Friday, January 19, 2007

Oh, That Superior Canadian Healthcare System!

Next time someone tells you America should have "free" healthcare for everybody like canada does, think about a canuck named Adolfo Flora.

--Adolfo Flora had a simple choice. He could either die of liver cancer within six months or spend $450,000 for treatment overseas.

Flora chose life and now an Ontario Divisional Court has ruled he will have to pay for that.

This week's ruling was a blow for the 57-year-old retired high school teacher, who contracted hepatitis C from a tainted blood transfusion and was diagnosed with liver cancer in 1999. He spent $450,000 for a transplant in England after being denied the life-saving help in Ontario.

The court argued Flora's Charter rights were not violated when he was forced to choose between death or costly overseas treatment. The ruling, by a panel of three judges, also quashed his appeal of an earlier decision that refused to order the province to reimburse him.--


Kind of an interesting story, and one that highlights some of the downsides of socialized medicine.

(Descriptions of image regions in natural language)
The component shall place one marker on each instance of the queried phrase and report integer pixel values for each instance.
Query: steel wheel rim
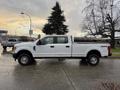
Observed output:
(24, 59)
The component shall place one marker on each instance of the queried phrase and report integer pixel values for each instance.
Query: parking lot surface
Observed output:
(50, 74)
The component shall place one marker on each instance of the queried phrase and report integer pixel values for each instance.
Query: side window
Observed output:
(61, 40)
(47, 40)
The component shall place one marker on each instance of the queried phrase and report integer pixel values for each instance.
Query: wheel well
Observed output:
(24, 52)
(94, 52)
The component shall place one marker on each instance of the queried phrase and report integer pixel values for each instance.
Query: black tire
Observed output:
(25, 59)
(84, 61)
(93, 59)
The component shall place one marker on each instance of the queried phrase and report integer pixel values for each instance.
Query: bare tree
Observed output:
(102, 18)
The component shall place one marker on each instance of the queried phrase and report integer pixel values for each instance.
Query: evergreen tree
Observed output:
(56, 21)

● **What to work on**:
(a) According to the post about Canadian healthcare, how did Adolfo Flora contract hepatitis C?
(b) Print everything in the Canadian healthcare post from "Next time someone" down to "help in Ontario.".
(c) Carry on the post about Adolfo Flora's court case from where it stops.

● **List of answers**:
(a) From a tainted blood transfusion.

(b)
Next time someone tells you America should have "free" healthcare for everybody like canada does, think about a canuck named Adolfo Flora.

--Adolfo Flora had a simple choice. He could either die of liver cancer within six months or spend $450,000 for treatment overseas.

Flora chose life and now an Ontario Divisional Court has ruled he will have to pay for that.

This week's ruling was a blow for the 57-year-old retired high school teacher, who contracted hepatitis C from a tainted blood transfusion and was diagnosed with liver cancer in 1999. He spent $450,000 for a transplant in England after being denied the life-saving help in Ontario.

(c)
Big downside #1 is, "free" healthcare for everybody means everyone gets treated, but at a lower level of care. There's only a certain amount of money to go around, and so choices have to be made. If you want a procedure that's not covered, you're shit out of luck unless you can afford to pay for it yourself.

Big downside #2 would be, even if you can afford it, you have to travel out of canada and have it done somewhere else. Canadian doctors who participate in the "free" healthcare system are not allowed to also contract directly with the patients to perform medical care.

I guess that makes sense, because all three of the wealthy canadians that haven't immigrated to America would use their money to shorten their wait times, and that wouldn't be fair. But it is kinda human nature to want to get treatment in time to keep you from dying, and to not have to go across an ocean to do it.

(There's also big downside #3, which is that all this "free" medical care is putting some provinces in dire financial straits, but that's such an obvious outcome that I think it more comes under the category of "serves 'em right.")

But anyway, you can't blame Liver Guy for not liking the answer of, "Sorry, dude, but you gonna DIE!" Or for going to merry olde england to borrow a liver lobe from his brother. Or for then asking his own government to reimburse him for the operation.

And you certainly can't blame them for refusing to pay for it. They can't afford to pay for everything that everyone wants.

However, I'm sure it's crossed Liver Guy's mind that if he lived in America, he wouldn't have this problem. Anyone who can afford to fly to another country and foot the bill for a $450,000 medical procedure could have afforded top-of-the-line medical insurance here.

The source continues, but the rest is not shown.